## DAFTAR TUGAS
1 – Ketik ulang tanpa perubahan bagian teks tentang politisi perempuan di Bandung yang dibuka dengan kata-kata "JABARNEWS| BANDUNG –" dan ditutup dengan "aktor utama perubahan.".
2 – Tolong lanjutkan teks tentang politisi perempuan di Bandung, dimulai setelah kalimat terakhirnya.

━━━━━ TEKS YANG DISEDIAKAN ━━━━━

JABARNEWS| BANDUNG – Menjadi perempuan di dunia politik bukan hanya soal kursi dan panggung, tapi perjuangan melawan stigma. Indri Rindani, Anggota Komisi II DPRD Kota Bandung, blak-blakan soal komentar miring yang kerap diterima politisi perempuan—mulai dari dianggap sekadar pelengkap hingga dicibir hanya bisa tampil sosialita, bukan kerja nyata.
Stigma Masih Menghantui Perempuan di Politik
Pada kegiatan Public Talk bertema “Perempuan Bukan Hanya Pelengkap! Bergerak Bukan Hanya Ingin Terlihat!”, Indri Rindani menyuarakan kenyataan pahit yang masih dialami perempuan dalam dunia politik. Ia menilai bahwa sebagian masyarakat masih memandang keberadaan perempuan sebagai simbol, bukan sebagai aktor utama perubahan.
“Untuk menjadi politisi perempuan di Kota Bandung amat sangat tidak mudah. Ada omongan miring mengatakan ‘biasa apa perempuan? Bisa sosialisasi program atau hanya sosialita saja?’,” ujar Indri di Aula Dinas Arsip dan Perpustakaan Kota Bandung, Jumat, 25 April 2025.

━━━━━ DATA YANG DIBERIKAN ━━━━━

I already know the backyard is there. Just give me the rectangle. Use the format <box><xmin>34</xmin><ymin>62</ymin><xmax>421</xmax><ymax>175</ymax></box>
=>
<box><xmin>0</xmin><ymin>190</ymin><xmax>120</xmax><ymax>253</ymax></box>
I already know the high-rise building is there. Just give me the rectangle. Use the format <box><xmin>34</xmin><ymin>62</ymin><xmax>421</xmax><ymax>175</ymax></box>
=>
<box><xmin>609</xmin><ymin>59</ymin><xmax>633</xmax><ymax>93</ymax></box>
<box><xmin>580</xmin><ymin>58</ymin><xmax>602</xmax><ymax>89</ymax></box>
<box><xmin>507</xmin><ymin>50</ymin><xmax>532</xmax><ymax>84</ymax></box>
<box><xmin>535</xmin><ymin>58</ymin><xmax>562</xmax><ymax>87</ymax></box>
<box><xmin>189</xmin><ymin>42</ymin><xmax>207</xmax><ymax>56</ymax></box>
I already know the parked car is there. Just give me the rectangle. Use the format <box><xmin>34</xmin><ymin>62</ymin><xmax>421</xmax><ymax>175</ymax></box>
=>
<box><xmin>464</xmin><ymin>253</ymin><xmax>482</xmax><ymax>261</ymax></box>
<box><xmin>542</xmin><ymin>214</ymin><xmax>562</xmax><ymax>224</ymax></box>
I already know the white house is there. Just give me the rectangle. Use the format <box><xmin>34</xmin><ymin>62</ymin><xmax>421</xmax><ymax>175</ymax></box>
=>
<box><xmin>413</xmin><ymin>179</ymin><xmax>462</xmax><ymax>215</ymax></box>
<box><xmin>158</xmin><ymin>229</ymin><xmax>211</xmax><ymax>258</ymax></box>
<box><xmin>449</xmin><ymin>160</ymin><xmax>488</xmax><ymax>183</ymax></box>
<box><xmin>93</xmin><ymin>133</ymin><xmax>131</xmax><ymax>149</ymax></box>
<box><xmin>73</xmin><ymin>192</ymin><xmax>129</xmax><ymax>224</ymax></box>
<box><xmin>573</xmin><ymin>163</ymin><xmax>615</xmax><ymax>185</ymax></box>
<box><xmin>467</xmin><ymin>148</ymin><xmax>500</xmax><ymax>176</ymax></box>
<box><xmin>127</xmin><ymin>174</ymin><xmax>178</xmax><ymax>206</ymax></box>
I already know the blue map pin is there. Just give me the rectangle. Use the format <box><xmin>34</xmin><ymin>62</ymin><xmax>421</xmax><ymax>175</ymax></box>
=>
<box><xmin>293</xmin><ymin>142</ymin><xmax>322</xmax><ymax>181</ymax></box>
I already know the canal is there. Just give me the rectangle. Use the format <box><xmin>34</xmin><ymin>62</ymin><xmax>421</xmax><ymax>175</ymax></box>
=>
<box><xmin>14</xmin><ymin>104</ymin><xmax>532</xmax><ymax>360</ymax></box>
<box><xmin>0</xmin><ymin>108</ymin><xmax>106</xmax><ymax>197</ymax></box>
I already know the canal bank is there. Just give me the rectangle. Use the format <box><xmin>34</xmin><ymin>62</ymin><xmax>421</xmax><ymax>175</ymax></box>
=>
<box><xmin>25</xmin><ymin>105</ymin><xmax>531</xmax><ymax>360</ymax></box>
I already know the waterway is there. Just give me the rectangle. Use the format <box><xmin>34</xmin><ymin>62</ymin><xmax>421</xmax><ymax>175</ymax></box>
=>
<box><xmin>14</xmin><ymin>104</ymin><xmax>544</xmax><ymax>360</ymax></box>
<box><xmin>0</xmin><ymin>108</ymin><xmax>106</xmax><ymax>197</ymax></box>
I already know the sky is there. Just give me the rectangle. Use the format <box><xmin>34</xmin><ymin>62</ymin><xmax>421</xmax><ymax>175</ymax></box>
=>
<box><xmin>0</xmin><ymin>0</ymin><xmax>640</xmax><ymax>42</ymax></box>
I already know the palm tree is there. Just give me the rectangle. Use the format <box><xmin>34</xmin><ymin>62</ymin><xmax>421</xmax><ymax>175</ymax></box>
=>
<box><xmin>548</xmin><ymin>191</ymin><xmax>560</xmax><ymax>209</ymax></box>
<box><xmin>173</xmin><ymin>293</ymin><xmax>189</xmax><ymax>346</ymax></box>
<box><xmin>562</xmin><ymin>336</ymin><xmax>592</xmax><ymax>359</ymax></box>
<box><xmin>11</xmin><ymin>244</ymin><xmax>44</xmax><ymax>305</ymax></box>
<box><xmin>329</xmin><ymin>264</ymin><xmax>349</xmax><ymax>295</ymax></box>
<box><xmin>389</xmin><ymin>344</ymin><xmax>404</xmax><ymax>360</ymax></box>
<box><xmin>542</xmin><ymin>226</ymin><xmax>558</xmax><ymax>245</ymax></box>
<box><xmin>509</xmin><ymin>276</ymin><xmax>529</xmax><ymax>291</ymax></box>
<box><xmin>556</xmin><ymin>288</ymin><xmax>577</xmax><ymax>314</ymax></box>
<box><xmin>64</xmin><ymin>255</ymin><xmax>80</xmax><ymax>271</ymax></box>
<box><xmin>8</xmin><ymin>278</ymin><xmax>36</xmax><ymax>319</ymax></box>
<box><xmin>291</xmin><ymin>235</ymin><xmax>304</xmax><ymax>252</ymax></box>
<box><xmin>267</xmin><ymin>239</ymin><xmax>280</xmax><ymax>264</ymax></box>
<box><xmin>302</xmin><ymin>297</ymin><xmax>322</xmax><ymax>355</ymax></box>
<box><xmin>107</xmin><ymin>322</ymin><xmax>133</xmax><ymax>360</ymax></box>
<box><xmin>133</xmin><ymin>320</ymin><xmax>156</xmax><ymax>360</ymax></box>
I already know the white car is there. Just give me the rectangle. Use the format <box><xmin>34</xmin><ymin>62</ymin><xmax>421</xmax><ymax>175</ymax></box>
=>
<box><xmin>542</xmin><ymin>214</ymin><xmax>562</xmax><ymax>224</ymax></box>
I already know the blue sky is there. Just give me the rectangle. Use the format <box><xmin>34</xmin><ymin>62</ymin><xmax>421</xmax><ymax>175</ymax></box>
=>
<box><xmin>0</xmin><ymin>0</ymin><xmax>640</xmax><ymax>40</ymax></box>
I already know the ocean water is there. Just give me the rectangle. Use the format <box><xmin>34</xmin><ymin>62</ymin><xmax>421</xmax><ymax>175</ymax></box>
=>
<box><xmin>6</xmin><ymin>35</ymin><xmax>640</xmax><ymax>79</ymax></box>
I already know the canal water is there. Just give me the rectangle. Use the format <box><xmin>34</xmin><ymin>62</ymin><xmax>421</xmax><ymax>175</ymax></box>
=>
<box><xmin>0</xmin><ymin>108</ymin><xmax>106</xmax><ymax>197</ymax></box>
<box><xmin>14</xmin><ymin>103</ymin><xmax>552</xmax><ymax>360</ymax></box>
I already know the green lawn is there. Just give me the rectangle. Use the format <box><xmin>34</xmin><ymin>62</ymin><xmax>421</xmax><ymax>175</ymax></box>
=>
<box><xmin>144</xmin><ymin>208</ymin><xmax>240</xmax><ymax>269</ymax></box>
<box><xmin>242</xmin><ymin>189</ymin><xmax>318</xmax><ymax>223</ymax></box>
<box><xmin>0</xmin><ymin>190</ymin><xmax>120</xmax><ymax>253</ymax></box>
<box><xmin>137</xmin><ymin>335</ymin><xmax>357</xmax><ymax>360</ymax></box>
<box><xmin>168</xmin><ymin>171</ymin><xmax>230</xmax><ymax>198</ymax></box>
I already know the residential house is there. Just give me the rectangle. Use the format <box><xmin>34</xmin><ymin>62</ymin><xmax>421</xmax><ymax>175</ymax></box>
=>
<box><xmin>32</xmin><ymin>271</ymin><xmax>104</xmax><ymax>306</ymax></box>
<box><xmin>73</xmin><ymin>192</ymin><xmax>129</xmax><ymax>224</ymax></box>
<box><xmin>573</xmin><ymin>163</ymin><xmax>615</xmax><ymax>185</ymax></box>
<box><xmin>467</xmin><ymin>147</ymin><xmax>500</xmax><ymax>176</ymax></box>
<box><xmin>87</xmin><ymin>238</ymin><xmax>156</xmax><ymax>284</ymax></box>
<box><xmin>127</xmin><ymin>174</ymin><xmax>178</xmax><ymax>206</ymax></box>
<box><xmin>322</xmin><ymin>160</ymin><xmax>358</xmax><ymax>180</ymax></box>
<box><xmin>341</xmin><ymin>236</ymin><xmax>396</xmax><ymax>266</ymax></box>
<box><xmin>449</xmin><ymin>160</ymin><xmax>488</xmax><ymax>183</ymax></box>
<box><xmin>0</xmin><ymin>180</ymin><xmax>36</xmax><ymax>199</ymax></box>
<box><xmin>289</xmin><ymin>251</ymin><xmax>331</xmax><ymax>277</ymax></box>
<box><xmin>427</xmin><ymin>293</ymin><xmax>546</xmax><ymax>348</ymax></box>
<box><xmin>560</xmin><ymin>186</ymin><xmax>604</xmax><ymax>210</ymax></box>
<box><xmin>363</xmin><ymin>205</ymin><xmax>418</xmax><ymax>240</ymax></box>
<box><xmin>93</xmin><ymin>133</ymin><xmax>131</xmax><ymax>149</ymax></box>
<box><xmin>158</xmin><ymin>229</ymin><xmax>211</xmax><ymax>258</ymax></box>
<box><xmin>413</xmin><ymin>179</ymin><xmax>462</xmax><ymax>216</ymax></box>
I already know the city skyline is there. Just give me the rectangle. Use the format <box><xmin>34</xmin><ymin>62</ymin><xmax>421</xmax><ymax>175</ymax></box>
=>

━━━━━

## HASIL TUGAS
1 –
JABARNEWS| BANDUNG – Menjadi perempuan di dunia politik bukan hanya soal kursi dan panggung, tapi perjuangan melawan stigma. Indri Rindani, Anggota Komisi II DPRD Kota Bandung, blak-blakan soal komentar miring yang kerap diterima politisi perempuan—mulai dari dianggap sekadar pelengkap hingga dicibir hanya bisa tampil sosialita, bukan kerja nyata.
Stigma Masih Menghantui Perempuan di Politik
Pada kegiatan Public Talk bertema “Perempuan Bukan Hanya Pelengkap! Bergerak Bukan Hanya Ingin Terlihat!”, Indri Rindani menyuarakan kenyataan pahit yang masih dialami perempuan dalam dunia politik. Ia menilai bahwa sebagian masyarakat masih memandang keberadaan perempuan sebagai simbol, bukan sebagai aktor utama perubahan.

2 –
Komentar-komentar seperti itu, menurutnya, mencerminkan betapa masih kuatnya bias gender yang melekat dalam persepsi publik. Kondisi ini mempertegas bahwa perjuangan perempuan di ranah politik tidak hanya soal kinerja, tetapi juga melawan narasi yang merendahkan.
Perempuan Tak Diam, Tapi Bergerak Nyata
Lebih lanjut, Indri menyampaikan bahwa persepsi negatif terhadap perempuan juga berdampak pada pandangan masyarakat terhadap kinerja anggota dewan secara umum. Oleh sebab itu, ia mendorong agar pemanfaatan media harus ditingkatkan untuk membalikkan opini publik.
“Apa yang kita lakukan tentunya harus terlihat agar tidak ada stigma lagi soal anggota dewan apa kerjanya? Jadi program-program diliput oleh media, dan saat ini di DPRD Kota Bandung media sosialnya aktif untuk menyebarluaskan informasi soal kinerja DPRD Kota Bandung,” tegasnya.
Dengan memperkuat komunikasi publik, Indri berharap masyarakat bisa melihat langsung bagaimana wakil rakyat bekerja, khususnya keterlibatan aktif perempuan dalam merumuskan kebijakan.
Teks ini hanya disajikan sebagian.